Enunciado
Reescreva o trecho do texto extraído de "A própria empresa" a "trilhas no matagal.", trocando "preliminar" por "inicial".

A própria empresa apresentou um relatório preliminar apontando as dificuldades que tiveram de abordagem, de lugares para entrar, considerados inacessíveis ou que acharam sem segurança. De acordo com o documento, as equipes de abordagem relataram situações de risco em áreas onde há concentração de usuários de drogas e até dificuldade em acessar barracas em trilhas no matagal.
Nesses casos, a contagem de pessoas foi feita de forma visual ou a partir de relatos de pessoas no entorno, como comerciantes, ambulantes e outros sem-teto, segundo o documento.
Na quarta-feira (26) o MP (Ministério Público) de São Paulo pediu esclarecimentos à Prefeitura sobre como foi feito o censo da população em situação de rua divulgado no domingo, dando 15 para explicações.

Material extraído

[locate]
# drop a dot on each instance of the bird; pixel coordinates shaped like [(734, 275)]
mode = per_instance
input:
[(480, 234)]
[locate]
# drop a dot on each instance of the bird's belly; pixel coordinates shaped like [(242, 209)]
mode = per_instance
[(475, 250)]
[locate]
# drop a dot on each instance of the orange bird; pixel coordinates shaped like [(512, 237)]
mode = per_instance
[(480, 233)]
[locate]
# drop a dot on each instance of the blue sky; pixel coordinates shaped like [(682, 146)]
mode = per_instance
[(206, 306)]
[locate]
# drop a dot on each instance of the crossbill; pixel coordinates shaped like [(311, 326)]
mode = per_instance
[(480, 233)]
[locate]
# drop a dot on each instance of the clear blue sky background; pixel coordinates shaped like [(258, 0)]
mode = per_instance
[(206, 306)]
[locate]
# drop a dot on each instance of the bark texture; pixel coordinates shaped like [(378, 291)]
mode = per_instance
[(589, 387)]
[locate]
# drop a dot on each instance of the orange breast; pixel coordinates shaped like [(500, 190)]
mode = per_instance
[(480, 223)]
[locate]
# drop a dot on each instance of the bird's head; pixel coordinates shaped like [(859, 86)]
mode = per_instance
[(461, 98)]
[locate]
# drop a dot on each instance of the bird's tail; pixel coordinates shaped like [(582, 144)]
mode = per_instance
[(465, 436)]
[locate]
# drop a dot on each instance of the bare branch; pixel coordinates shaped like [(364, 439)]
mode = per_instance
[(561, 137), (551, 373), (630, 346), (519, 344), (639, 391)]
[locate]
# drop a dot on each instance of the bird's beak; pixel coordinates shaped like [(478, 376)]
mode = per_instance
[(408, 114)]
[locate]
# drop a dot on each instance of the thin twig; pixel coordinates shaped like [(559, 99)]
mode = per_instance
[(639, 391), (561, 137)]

Resultado
A própria empresa apresentou um relatório inicial apontando as dificuldades que tiveram de abordagem, de lugares para entrar, considerados inacessíveis ou que acharam sem segurança. De acordo com o documento, as equipes de abordagem relataram situações de risco em áreas onde há concentração de usuários de drogas e até dificuldade em acessar barracas em trilhas no matagal.